┌─ Page extract
Riverstone Networks Corner

Tuesday, February 01, 2005

TECH ARTICLE- intro to HRT

HRT is one of the aspects of the Riverstone gear that you can manipulate and use effectively, but you won't find any documentation on it in the Users Guide. So I thought I might give a small intro on HRT and it's issues.

HRT is Riverstone's ability to move routing and flow setup off the CPU and onto the line cards themselves, significantly enhancing the performance of the CPU. HRT uses asics on each line card to store the entire route table generated by the CPU on each line card, so that route lookups for IP flows can happen on the line cards themselves. Then the HRT asic on the line card processes the flow itself, without involving the CPU. Without HRT in effect, every flow on the box must come through the CPU.

ASIC Generations and limitations

The asics that HRT in most Riverstones in use rely on fall generally into two categories, 3rd and 5th Generations. 3rd Generation asics have only 8mb of ram to store the routing table with, and this limits the table size to about 100k routes. 5th Generation asics have 16mb of ram, and thus have a capability of storing about 200k routes. If the asics receive more routes than they can handle, they shut down HRT.

The effect this difference in ram has on the other processes on the box isn't that significant, with the exception of BGP. 3rd Generation boxes running BGP need to keep their FIB below 100k routes so that HRT won't shut down. This can be a real nightmare if you are pushing a high packet rate and running BGP, and suddenly the CPU has to handle both responsibilities because HRT shut itself down.
└─
┌─ Dataset
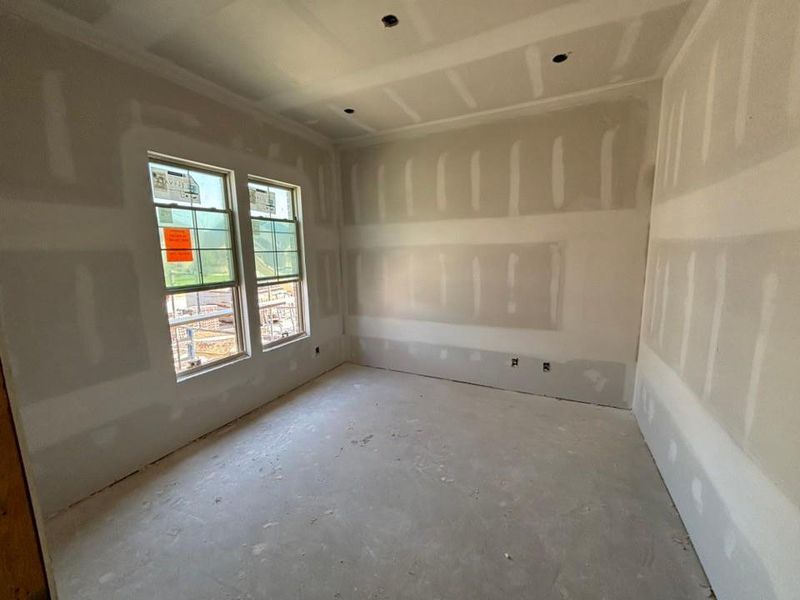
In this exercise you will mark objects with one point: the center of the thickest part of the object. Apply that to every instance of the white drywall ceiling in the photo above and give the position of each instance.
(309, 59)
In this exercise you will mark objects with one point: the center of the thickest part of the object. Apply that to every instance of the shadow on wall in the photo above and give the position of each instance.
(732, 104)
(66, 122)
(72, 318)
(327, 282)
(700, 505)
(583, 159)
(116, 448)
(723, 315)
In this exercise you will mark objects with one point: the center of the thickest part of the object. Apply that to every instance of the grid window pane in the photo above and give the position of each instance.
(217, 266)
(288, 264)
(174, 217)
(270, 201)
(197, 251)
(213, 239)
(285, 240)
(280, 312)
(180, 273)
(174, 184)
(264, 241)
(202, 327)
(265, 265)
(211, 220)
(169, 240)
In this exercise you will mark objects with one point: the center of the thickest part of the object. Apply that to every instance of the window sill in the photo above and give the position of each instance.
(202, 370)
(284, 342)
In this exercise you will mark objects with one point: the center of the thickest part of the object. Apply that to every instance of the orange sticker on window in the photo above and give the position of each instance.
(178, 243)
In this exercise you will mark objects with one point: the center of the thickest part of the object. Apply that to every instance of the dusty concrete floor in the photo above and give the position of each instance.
└─
== Goal ==
Rewrite the Riverstone HRT article between "TECH ARTICLE- intro" and "through the CPU.", inclusive, replacing "CPU" with "main processor".

== Written response ==
TECH ARTICLE- intro to HRT

HRT is one of the aspects of the Riverstone gear that you can manipulate and use effectively, but you won't find any documentation on it in the Users Guide. So I thought I might give a small intro on HRT and it's issues.

HRT is Riverstone's ability to move routing and flow setup off the main processor and onto the line cards themselves, significantly enhancing the performance of the main processor. HRT uses asics on each line card to store the entire route table generated by the main processor on each line card, so that route lookups for IP flows can happen on the line cards themselves. Then the HRT asic on the line card processes the flow itself, without involving the main processor. Without HRT in effect, every flow on the box must come through the main processor.